Reproduce the material below unchanged, beginning at the line that contains "Where in this photo can the woman's" and continuing up to and including the final line of the material.

> [Listed entries]:

########

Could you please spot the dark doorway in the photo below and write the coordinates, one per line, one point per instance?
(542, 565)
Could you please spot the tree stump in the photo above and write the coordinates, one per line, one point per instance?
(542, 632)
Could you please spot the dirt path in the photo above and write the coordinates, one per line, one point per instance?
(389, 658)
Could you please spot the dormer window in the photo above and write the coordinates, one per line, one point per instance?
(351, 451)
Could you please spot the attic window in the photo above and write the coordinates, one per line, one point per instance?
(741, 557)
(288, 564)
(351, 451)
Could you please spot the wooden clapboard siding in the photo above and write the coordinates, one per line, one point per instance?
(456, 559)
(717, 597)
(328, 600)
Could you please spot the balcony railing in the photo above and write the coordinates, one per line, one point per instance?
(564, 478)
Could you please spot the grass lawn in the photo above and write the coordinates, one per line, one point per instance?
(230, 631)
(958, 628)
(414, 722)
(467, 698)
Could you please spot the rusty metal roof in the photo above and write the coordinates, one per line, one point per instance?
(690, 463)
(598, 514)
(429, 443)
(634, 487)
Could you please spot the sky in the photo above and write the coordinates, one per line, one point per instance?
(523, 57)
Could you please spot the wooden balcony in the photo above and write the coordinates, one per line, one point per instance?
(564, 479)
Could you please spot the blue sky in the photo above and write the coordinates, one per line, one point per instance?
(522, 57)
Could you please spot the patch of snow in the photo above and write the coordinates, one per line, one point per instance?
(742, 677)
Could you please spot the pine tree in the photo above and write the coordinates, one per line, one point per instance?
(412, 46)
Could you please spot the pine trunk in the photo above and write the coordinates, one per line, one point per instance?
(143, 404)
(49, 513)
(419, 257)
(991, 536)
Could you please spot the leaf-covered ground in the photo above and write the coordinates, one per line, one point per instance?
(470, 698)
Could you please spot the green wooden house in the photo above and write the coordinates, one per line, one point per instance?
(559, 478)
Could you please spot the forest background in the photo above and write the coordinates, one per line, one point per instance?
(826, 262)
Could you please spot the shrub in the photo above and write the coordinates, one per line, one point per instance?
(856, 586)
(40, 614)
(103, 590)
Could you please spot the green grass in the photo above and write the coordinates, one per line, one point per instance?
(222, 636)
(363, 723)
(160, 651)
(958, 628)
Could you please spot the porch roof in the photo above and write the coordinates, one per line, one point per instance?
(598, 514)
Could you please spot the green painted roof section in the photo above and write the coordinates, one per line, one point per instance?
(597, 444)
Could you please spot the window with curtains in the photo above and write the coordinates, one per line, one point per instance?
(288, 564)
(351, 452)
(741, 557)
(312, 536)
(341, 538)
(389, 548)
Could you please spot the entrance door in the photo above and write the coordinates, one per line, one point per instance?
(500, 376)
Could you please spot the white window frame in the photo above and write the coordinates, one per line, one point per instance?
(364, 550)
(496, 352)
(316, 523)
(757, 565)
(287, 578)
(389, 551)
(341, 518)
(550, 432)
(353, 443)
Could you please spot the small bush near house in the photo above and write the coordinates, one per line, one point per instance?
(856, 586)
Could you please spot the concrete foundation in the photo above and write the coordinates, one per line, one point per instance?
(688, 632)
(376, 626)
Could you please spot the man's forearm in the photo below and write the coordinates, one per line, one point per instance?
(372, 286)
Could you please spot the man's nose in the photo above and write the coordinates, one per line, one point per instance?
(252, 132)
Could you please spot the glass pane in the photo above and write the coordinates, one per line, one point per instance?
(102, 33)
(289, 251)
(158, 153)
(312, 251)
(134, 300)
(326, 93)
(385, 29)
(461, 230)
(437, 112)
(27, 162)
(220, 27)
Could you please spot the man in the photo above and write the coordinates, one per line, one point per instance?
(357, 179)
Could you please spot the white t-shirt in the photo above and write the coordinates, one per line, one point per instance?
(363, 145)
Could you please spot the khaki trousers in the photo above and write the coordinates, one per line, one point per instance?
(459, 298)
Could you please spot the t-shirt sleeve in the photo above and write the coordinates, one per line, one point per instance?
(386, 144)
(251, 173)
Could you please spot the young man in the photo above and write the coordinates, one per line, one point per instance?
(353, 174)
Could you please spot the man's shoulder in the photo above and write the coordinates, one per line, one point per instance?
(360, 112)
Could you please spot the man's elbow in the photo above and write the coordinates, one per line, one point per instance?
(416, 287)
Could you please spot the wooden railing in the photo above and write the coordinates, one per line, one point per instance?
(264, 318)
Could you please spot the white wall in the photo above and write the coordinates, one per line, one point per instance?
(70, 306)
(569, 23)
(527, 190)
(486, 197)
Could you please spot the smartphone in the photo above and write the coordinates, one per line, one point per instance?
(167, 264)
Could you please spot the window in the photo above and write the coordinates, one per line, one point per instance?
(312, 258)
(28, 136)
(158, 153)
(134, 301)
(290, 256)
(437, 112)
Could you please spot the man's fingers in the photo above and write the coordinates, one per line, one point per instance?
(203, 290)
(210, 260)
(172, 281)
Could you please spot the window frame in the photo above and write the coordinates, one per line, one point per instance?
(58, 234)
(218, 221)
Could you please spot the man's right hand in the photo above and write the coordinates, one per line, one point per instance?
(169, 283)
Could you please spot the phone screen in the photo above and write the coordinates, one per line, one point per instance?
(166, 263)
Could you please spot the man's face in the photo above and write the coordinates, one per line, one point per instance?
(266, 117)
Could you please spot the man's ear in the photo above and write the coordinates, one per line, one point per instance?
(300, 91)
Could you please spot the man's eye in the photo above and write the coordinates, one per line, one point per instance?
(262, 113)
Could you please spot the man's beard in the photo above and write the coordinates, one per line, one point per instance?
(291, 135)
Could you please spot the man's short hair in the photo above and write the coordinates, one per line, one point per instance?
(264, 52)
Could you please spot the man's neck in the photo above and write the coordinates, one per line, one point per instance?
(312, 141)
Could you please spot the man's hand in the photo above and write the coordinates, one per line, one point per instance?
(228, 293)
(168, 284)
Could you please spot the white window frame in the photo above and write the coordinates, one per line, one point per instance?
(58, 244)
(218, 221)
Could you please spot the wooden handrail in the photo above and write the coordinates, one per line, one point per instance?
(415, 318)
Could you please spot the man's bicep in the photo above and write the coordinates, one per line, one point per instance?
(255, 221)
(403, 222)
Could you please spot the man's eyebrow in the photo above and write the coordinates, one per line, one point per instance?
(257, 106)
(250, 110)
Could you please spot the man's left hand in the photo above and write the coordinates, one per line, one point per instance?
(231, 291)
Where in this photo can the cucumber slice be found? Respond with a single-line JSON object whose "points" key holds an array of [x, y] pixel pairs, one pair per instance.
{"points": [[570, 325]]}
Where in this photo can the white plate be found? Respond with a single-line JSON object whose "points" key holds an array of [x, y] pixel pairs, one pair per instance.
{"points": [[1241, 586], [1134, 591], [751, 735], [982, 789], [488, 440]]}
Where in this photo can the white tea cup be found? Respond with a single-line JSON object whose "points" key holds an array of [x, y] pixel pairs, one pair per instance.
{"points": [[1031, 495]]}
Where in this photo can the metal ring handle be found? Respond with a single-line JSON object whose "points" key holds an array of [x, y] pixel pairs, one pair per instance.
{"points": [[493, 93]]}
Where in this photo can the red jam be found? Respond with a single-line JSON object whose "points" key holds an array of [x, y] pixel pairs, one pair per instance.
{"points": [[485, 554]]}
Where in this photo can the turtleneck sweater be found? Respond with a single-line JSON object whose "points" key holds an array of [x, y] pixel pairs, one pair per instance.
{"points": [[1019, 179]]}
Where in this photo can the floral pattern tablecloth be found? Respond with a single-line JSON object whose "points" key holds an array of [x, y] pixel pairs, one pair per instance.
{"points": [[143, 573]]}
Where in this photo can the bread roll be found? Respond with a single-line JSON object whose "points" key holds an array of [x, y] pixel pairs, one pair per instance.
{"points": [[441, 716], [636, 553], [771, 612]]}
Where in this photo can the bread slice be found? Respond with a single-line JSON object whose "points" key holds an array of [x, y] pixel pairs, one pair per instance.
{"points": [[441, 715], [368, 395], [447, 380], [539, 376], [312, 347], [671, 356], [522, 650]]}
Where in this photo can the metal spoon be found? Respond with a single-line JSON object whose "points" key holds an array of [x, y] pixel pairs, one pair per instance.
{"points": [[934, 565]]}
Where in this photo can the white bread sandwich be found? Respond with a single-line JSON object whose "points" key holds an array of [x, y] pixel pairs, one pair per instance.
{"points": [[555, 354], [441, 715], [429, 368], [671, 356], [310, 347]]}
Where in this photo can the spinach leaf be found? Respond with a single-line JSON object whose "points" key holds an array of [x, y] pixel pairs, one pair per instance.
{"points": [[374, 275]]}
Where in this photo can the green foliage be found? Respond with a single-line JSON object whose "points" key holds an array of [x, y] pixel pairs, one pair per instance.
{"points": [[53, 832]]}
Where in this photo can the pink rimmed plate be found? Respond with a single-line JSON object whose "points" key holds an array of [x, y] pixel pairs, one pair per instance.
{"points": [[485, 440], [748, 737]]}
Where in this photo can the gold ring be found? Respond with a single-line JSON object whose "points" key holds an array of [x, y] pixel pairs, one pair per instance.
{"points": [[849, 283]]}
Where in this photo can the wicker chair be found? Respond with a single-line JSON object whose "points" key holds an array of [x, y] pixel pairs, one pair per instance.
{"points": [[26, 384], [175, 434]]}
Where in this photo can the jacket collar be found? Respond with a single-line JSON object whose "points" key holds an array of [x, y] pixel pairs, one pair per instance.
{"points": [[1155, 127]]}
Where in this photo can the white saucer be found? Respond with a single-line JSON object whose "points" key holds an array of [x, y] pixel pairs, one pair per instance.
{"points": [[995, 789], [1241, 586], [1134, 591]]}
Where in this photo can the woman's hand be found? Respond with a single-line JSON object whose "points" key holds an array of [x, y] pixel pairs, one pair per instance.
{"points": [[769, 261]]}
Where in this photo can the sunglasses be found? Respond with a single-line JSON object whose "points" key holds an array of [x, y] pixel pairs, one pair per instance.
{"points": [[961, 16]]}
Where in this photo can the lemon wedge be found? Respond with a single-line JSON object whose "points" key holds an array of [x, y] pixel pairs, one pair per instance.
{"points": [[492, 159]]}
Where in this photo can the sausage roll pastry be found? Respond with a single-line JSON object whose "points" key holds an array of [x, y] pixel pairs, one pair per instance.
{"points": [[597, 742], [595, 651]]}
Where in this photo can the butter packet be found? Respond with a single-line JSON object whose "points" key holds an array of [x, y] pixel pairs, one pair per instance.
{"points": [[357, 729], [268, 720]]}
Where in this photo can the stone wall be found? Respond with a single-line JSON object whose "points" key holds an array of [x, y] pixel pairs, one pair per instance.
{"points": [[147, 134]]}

########

> [Exercise response]:
Where in this photo can the woman's hand be found? Respond with a single-line JSON object whose "points" key holds an array of [x, y] pixel pairs, one pair per instance.
{"points": [[769, 261]]}
Where in this photo can the sunglasses be found? Respond with a single-line JSON object whose "points" key holds an array of [x, y] pixel pairs, one pair per instance.
{"points": [[961, 16]]}
Where in this photo can the lemon wedge be found? Respond with a single-line JSON object whose "points" key holds an array of [x, y] pixel pairs, one pair per instance.
{"points": [[492, 159]]}
Where in this photo can the sausage roll pastry be found? Respond with a single-line JSON object whose "points" key holds an array of [x, y] pixel pairs, one pair per instance.
{"points": [[597, 742], [595, 651]]}
Where in this photo can the butter packet be found? Respond with a single-line JSON object whose "points" key holds an array of [x, y] pixel pairs, one pair per instance.
{"points": [[357, 729], [268, 720]]}
Where in this photo can the stone wall be found? Respond with a single-line JSON object whose "points" key holds an array of [x, y] pixel pairs, one pair per instance.
{"points": [[147, 134]]}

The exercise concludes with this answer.